--- start Extracted text ---

Reviewed by Joe Auciello

24 October 2012

The following is an essay/review of the second volume of Barry Sheppard memoir of the Socialist Workers Party (US).  As a former member, I could not help but bring some of my own experience and recollection into play.  As you will see, in retrospect, it seems necessary to stress that the essential issue was democratic functioning inside the organization, a lesson still vital for us today.  (author’s note)

Today’s generation of young revolutionary activists, whatever their current political allegiance, can hardly be faulted if they are largely indifferent to and ignorant of the Socialist Workers Party (SWP) in the United States.  In the lifetime of this generation, the SWP has made itself irrelevant – and worse – to current social struggles by adopting positions that are sectarian, foolish, or even bizarre.  Overall, the SWP has succeeded in creating a special and unenviable niche for itself: They are an isolated group on the sidelines of politics who self-righteously condemn today’s radical movements as insufficiently “communist.”  

It was not always this way and never had to be.  In previous decades the SWP participated in, was shaped by, and to some extent led political movements as they arose and developed.  In the decades of the 1960s and into the 1970s alone, the party accomplished important work in the antiwar movement, and in the struggles for women’s liberation, Black rights, including the 1970s desegregation battle in Boston, and the gay rights movement.  The SWP took the initiative to sue the federal government for violation of the party’s democratic rights and ultimately won an important victory for the entire left.  The SWP was an internationalist organization that supported revolutions in Cuba, Nicaragua, and Grenada, and did its best to limit the ability of Democratic and Republican presidents alike to crush these revolutionary movements who were bold enough to think they could determine their own fate, without the permission of Washington.

How this vital and growing socialist organization, in Sheppard’s words, “degenerated to the point where it is now considered irrelevant, even a joke” is the central question that Barry Sheppard, who was one of the core leaders during the SWP’s rise and fall, attempts to answer here, in this second volume of a two volume book.

--- end Extracted text ---
--- start Data lines ---

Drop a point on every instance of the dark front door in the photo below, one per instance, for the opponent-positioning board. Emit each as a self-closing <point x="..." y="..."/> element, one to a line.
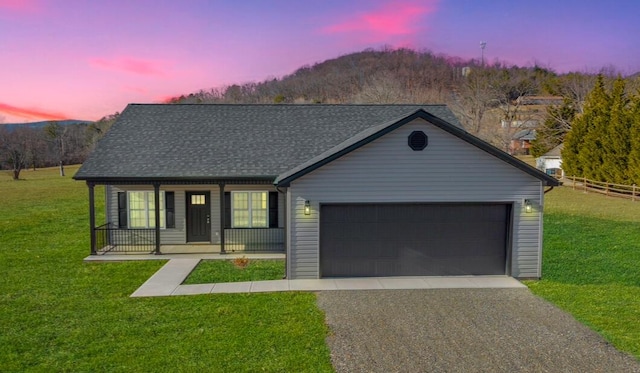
<point x="413" y="239"/>
<point x="198" y="217"/>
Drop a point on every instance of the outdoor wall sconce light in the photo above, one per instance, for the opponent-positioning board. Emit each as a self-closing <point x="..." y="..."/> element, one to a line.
<point x="307" y="207"/>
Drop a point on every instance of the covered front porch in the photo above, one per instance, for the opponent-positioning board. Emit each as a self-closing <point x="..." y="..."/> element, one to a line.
<point x="187" y="216"/>
<point x="113" y="240"/>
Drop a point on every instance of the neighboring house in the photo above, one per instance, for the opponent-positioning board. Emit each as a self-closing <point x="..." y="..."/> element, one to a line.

--- end Data lines ---

## Request A
Can you transcribe the passage of the review of Barry Sheppard's memoir starting at "Reviewed by Joe" and ending at "today.  (author’s note)"?
## Request B
Can you pick up the review of Barry Sheppard's memoir of the Socialist Workers Party where it stops and keep writing it?
The records were gathered from a separate source and have no connection to the review of Barry Sheppard's memoir.

## Result A
Reviewed by Joe Auciello

24 October 2012

The following is an essay/review of the second volume of Barry Sheppard memoir of the Socialist Workers Party (US).  As a former member, I could not help but bring some of my own experience and recollection into play.  As you will see, in retrospect, it seems necessary to stress that the essential issue was democratic functioning inside the organization, a lesson still vital for us today.  (author’s note)

## Result B
Sheppard accurately notes the limitations of his effort; his work does not “purport to be a comprehensive history of the SWP from 1960 through 1988…”  Sheppard was a member of the SWP’s Political Committee and National Committee, so it is not surprising that a good deal of his emphasis centers on these leading bodies.  What receives much less attention is the day-to-day life of hundreds of members in the party branches throughout the country. 

Though this work will be eagerly read by veterans of the SWP debacle, the emerging generation of new, anti-capitalist fighters throughout the world is really the book’s primary audience.  Unlike other prominent SWP leaders who have written of their experiences, Sheppard still counts himself a revolutionary socialist in the best tradition of the SWP.  He explains that tradition, chapter by chapter, highlighting the big social issues of the day, and shows how the party’s programmatic heritage was transformed into its opposite.

At the outset, Sheppard writes: “One theme of this volume is that the collapse of the SWP was not inevitable.  As the radicalization of ‘The Sixties’ receded, the objective situation made it increasingly difficult for a small Marxist organization to grow.  But with a more correct orientation the SWP could have survived and remained an important force on the left.”  He further defines his outlook when he states, “The rebuilding of a revolutionary socialist party is an urgent necessity…”  Overall, despite errors and debatable points, Sheppard has succeeded in writing a work that contributes to understanding the SWP, its strengths and failures.  Through such an understanding this generation will be better able to build the kind of organization that can succeed in creating a more humane and just world.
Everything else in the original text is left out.